_Requirements_. Shift every box coordinate up by 21 and write out again every line starting with the line that contains "Query: Detect the car ceiling" and going on through the line that contains "59,69 -> 76,93". Keep all other text in those lines as it is.
*** Data lines ***
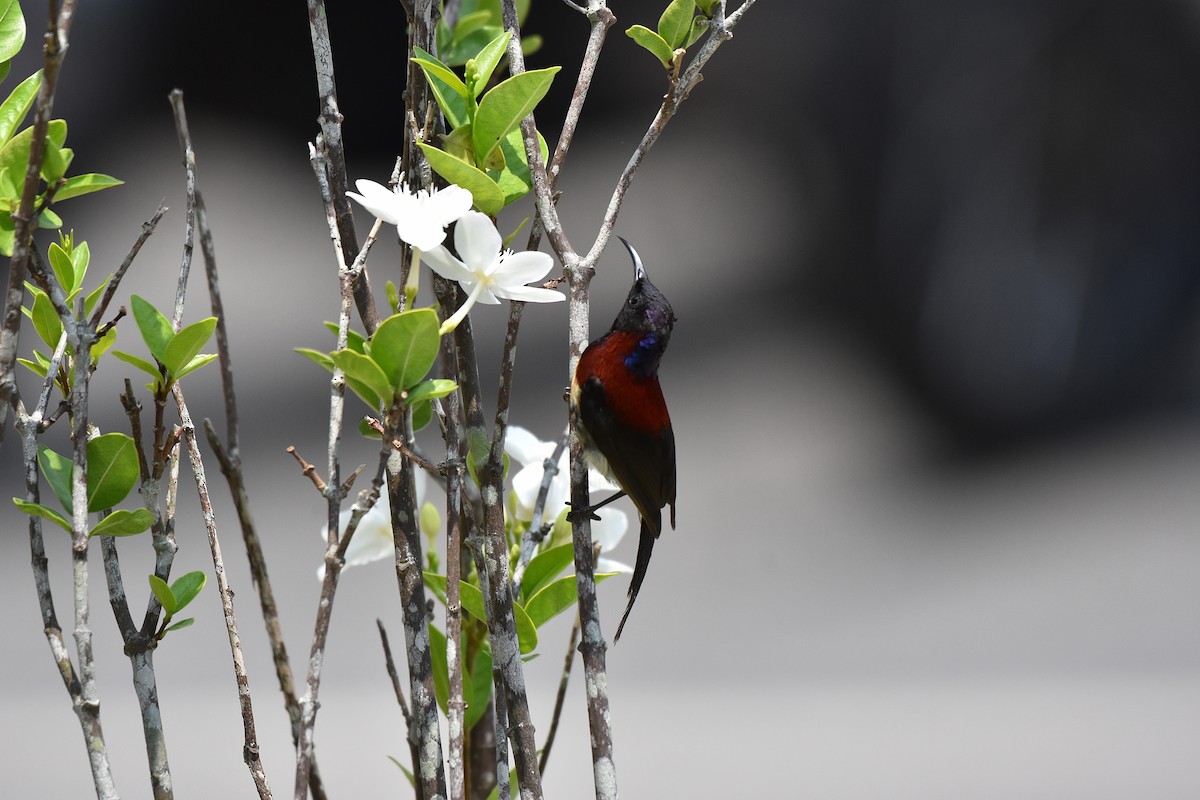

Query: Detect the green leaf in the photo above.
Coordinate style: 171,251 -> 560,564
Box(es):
462,648 -> 493,730
371,308 -> 449,397
521,543 -> 575,602
170,570 -> 208,610
37,445 -> 73,510
113,350 -> 162,379
418,142 -> 504,216
425,572 -> 538,655
88,433 -> 138,511
42,139 -> 66,185
625,25 -> 674,70
130,295 -> 175,366
160,317 -> 217,377
48,242 -> 76,302
37,205 -> 62,230
54,173 -> 125,203
12,498 -> 71,534
522,572 -> 617,633
0,120 -> 67,199
0,70 -> 42,144
175,353 -> 217,380
413,401 -> 433,433
413,48 -> 469,128
490,128 -> 550,206
146,573 -> 176,616
325,323 -> 367,355
88,509 -> 154,536
683,14 -> 708,47
659,0 -> 696,50
0,0 -> 25,61
470,30 -> 512,97
17,353 -> 48,378
292,348 -> 334,372
472,67 -> 562,164
428,625 -> 450,714
30,289 -> 62,350
329,350 -> 392,408
408,378 -> 458,405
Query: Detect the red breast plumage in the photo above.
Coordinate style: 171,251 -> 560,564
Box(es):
571,239 -> 676,640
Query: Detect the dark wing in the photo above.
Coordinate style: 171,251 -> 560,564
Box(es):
580,377 -> 676,536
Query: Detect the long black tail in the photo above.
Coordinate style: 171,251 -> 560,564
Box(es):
612,519 -> 656,643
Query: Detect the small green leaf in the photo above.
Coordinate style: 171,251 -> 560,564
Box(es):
146,573 -> 176,616
170,570 -> 208,610
428,625 -> 450,714
472,67 -> 562,164
88,433 -> 138,511
413,401 -> 433,433
371,308 -> 449,397
30,289 -> 62,350
418,142 -> 504,216
522,572 -> 617,628
17,359 -> 47,378
292,348 -> 334,372
175,353 -> 217,380
158,317 -> 217,377
0,70 -> 42,144
325,323 -> 367,353
408,378 -> 458,405
113,350 -> 162,379
659,0 -> 696,50
521,543 -> 575,603
88,509 -> 154,536
130,295 -> 175,365
37,445 -> 73,510
472,31 -> 512,97
490,128 -> 550,205
12,498 -> 71,534
0,0 -> 25,61
625,25 -> 674,70
425,572 -> 538,655
413,48 -> 470,128
47,242 -> 76,301
54,173 -> 125,201
329,350 -> 392,408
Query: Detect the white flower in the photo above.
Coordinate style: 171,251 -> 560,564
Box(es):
346,180 -> 473,252
317,469 -> 426,578
425,211 -> 564,333
504,425 -> 634,572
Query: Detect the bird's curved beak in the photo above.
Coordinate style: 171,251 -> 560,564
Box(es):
617,236 -> 646,281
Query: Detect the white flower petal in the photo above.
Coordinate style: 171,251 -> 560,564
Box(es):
427,184 -> 475,228
492,285 -> 566,302
504,425 -> 554,467
592,506 -> 629,553
421,245 -> 475,284
492,249 -> 554,287
346,180 -> 403,225
454,211 -> 504,277
396,212 -> 446,253
596,558 -> 634,575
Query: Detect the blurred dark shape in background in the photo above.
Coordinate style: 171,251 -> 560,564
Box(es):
30,0 -> 1200,444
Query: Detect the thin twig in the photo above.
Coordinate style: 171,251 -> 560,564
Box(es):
173,381 -> 271,800
538,616 -> 580,775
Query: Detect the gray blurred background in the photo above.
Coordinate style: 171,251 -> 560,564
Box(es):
0,0 -> 1200,799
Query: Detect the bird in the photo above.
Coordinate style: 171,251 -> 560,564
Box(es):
571,236 -> 676,642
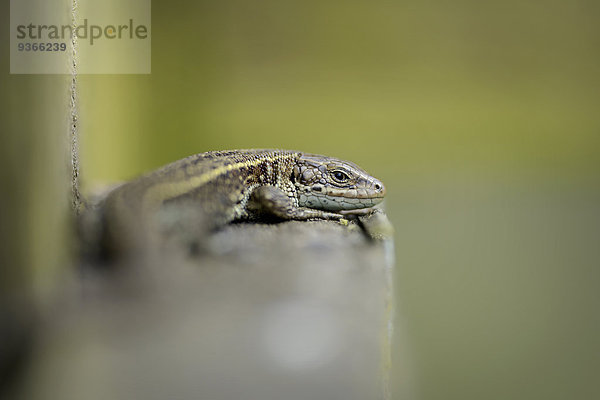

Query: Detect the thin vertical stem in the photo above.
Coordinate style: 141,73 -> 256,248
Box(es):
69,0 -> 83,213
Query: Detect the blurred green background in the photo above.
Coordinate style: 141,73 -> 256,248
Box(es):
4,0 -> 600,400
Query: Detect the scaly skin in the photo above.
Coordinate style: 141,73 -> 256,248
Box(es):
102,149 -> 385,258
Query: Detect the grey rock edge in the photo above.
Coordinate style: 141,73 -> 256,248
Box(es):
16,212 -> 393,400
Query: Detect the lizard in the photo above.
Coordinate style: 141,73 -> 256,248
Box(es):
94,149 -> 386,260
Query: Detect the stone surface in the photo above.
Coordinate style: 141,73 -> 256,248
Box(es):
15,214 -> 393,400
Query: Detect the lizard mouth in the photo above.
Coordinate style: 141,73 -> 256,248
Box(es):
312,185 -> 386,200
300,188 -> 383,211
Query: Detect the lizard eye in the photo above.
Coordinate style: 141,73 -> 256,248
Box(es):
331,171 -> 350,183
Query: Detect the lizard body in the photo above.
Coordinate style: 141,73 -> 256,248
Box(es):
101,149 -> 385,256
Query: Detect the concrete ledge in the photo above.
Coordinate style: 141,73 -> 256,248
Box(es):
17,213 -> 393,400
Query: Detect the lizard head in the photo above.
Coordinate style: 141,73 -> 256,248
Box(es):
292,154 -> 385,211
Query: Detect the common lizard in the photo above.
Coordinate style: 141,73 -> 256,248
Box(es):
94,149 -> 386,254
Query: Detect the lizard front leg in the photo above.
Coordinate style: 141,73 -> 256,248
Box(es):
246,186 -> 344,220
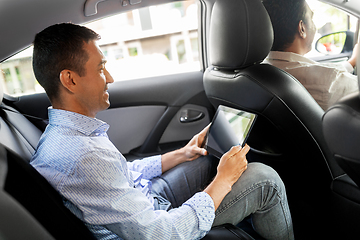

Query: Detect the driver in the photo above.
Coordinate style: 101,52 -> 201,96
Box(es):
263,0 -> 358,110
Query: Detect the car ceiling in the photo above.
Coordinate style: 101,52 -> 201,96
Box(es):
0,0 -> 174,62
0,0 -> 360,62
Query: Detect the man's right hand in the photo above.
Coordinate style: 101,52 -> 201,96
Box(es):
348,43 -> 359,67
204,145 -> 250,210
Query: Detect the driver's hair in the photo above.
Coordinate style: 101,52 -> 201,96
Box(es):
33,23 -> 100,101
263,0 -> 306,51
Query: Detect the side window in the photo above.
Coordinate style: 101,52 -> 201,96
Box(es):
0,0 -> 200,95
306,0 -> 357,58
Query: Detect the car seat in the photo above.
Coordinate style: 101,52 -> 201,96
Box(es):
0,76 -> 253,240
323,43 -> 360,239
203,0 -> 343,238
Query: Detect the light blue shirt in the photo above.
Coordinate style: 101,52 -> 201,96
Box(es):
31,108 -> 215,239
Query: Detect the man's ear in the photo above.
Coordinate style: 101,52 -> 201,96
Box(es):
298,20 -> 306,39
59,69 -> 76,93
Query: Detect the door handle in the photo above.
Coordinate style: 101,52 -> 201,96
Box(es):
180,109 -> 205,123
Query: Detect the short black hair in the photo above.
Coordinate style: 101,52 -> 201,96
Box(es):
***
_Solution_.
Query: Detect the car ceiling in the photo above.
Coordinate style: 101,52 -> 201,96
Box(es):
21,21 -> 195,83
21,21 -> 381,83
Query: Detect the man's right hand in the photo above.
Coordinate style: 101,52 -> 201,96
Box(es):
369,64 -> 380,88
225,166 -> 271,231
Query: Detect the driver's hair in the photo above.
Coordinate style: 101,52 -> 201,96
Box(es):
54,44 -> 121,122
284,21 -> 327,72
Query: Detect the side window in the photo above.
Coordinate style: 101,52 -> 201,96
Box(es):
21,21 -> 221,116
327,21 -> 378,79
Query: Detect the car seat in the photo above.
Coordinate style: 101,52 -> 201,96
Box(es):
21,97 -> 274,261
344,64 -> 381,260
224,21 -> 364,259
Query: Detect the light blue shirt in the photo above.
Coordinate style: 101,52 -> 201,96
Box(es):
52,129 -> 236,260
Query: Detect the man's ear in the photo above.
Coordinate style: 101,52 -> 201,96
Box(es):
319,41 -> 327,60
80,90 -> 97,114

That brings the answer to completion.